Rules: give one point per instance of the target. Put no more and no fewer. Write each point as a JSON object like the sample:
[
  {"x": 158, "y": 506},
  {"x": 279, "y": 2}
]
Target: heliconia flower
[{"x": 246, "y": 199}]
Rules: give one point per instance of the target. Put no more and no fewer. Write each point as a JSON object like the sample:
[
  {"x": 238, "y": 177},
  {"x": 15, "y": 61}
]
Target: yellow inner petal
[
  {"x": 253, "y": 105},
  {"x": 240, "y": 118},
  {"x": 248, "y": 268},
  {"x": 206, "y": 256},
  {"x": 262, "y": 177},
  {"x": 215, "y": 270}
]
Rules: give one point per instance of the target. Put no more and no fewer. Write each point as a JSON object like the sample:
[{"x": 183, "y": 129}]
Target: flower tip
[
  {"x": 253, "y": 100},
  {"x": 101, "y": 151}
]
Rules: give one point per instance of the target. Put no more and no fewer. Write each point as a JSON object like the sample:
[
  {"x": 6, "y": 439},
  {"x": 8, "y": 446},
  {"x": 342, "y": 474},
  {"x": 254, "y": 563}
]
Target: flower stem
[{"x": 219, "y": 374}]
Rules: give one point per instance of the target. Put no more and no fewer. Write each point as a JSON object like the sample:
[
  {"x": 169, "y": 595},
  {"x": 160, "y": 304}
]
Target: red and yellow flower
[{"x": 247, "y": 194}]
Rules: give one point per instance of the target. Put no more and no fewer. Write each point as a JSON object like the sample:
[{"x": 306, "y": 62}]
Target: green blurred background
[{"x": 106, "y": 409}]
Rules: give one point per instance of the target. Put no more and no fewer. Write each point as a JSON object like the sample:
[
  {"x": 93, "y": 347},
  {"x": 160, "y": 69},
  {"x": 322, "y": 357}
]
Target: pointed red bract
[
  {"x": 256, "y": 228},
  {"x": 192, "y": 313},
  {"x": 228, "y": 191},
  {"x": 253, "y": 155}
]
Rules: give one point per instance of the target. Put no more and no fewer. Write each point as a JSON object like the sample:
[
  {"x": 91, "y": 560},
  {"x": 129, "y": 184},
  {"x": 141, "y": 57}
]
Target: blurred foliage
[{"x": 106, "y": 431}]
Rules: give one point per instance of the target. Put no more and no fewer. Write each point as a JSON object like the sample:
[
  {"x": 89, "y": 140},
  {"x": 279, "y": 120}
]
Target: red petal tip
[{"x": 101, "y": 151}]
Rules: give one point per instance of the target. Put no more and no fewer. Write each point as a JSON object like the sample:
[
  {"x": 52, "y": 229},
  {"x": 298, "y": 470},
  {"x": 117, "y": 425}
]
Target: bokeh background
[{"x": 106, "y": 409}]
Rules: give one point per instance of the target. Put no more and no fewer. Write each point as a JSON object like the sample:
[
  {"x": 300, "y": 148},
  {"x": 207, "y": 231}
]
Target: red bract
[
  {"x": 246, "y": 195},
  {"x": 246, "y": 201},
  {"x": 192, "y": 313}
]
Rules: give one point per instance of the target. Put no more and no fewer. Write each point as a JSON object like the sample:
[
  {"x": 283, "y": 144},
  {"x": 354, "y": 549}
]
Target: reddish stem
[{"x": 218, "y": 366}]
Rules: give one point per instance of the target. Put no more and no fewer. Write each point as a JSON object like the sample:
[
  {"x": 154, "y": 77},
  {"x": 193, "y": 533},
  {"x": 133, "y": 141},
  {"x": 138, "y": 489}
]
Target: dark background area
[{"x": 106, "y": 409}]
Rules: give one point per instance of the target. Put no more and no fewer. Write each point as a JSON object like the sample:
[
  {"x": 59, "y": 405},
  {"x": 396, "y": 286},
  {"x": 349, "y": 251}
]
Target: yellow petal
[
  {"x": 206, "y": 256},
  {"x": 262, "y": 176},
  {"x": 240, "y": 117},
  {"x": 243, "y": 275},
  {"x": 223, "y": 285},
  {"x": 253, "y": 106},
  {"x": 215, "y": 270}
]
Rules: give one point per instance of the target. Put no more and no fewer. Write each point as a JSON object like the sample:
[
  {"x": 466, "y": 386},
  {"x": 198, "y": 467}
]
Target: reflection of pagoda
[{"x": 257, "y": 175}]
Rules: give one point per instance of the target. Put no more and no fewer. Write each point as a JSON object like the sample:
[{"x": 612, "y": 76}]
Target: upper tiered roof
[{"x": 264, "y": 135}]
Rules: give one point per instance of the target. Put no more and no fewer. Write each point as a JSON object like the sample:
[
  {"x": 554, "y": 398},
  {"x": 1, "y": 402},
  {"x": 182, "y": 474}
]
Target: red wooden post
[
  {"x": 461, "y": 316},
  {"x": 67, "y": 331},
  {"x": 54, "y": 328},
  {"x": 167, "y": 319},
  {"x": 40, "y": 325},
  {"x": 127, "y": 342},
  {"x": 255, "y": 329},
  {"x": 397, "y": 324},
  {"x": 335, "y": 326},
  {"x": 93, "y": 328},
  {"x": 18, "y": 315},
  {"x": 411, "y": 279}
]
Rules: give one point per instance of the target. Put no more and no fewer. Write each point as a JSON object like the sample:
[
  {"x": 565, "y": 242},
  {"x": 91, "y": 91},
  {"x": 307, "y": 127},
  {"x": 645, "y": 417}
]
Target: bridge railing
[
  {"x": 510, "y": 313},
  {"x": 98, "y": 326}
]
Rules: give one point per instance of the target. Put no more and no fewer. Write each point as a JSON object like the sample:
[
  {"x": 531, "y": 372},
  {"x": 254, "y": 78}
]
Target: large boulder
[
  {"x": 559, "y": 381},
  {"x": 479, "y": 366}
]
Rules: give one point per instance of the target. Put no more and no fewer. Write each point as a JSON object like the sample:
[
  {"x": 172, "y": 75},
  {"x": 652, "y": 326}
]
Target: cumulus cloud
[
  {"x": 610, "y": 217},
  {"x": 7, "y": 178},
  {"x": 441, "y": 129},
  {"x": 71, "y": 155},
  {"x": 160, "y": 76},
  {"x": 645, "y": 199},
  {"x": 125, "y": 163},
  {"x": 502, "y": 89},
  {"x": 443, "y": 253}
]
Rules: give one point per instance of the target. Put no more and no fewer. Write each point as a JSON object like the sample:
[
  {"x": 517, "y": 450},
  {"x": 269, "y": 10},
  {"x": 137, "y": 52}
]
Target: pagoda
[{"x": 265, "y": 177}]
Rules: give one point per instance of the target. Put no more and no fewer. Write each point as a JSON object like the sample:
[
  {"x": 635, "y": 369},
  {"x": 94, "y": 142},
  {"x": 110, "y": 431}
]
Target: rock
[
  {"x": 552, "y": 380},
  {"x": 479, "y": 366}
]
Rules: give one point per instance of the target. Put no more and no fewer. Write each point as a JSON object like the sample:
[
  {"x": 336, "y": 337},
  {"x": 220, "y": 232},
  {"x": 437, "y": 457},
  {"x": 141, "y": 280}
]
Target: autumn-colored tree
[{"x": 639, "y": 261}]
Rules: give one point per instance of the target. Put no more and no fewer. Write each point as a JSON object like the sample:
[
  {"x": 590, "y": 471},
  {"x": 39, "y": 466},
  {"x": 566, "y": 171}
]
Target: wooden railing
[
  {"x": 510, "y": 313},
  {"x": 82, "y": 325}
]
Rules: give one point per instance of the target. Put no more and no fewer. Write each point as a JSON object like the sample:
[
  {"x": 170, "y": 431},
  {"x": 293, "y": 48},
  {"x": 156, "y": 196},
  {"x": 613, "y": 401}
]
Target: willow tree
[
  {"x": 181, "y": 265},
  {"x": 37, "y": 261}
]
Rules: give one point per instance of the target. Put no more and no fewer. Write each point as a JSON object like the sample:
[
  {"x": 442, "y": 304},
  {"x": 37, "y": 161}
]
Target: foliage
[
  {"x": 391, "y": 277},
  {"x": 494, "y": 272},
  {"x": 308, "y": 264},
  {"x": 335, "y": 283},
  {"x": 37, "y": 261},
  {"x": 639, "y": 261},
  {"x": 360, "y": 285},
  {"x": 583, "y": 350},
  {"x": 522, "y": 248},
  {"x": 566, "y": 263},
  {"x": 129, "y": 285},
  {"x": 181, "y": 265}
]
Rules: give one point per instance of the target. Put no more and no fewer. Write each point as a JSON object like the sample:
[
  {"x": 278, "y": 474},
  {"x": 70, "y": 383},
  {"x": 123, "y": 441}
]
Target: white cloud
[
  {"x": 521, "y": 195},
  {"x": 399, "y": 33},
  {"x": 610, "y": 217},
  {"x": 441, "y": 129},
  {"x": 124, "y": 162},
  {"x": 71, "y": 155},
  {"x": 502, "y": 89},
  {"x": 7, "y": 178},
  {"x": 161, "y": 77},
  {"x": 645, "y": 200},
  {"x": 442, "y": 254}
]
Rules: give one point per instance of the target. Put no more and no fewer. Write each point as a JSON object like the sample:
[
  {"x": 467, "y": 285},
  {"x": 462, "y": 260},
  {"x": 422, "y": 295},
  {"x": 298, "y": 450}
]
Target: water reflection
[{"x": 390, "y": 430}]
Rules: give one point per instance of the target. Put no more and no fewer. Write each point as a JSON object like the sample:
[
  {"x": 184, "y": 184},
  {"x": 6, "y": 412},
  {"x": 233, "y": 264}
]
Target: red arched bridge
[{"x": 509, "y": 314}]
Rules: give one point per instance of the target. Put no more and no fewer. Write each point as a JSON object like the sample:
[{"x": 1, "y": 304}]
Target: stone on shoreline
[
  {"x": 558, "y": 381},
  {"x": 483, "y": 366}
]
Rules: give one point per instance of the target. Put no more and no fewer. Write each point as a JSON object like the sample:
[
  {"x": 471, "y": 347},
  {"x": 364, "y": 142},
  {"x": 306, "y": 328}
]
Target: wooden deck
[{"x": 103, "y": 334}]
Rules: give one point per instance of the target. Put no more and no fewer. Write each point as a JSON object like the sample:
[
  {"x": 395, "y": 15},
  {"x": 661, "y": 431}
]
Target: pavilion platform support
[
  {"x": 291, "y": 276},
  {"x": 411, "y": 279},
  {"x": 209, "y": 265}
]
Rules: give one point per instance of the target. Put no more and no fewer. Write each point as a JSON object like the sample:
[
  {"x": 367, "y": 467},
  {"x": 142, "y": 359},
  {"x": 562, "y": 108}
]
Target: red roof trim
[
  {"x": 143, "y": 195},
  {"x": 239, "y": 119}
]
========================================================================
Which lines in the data above contain the string "bridge", counting only matches with the same capitalization? Find each one and copy it out in full.

Target: bridge railing
Target: red arched bridge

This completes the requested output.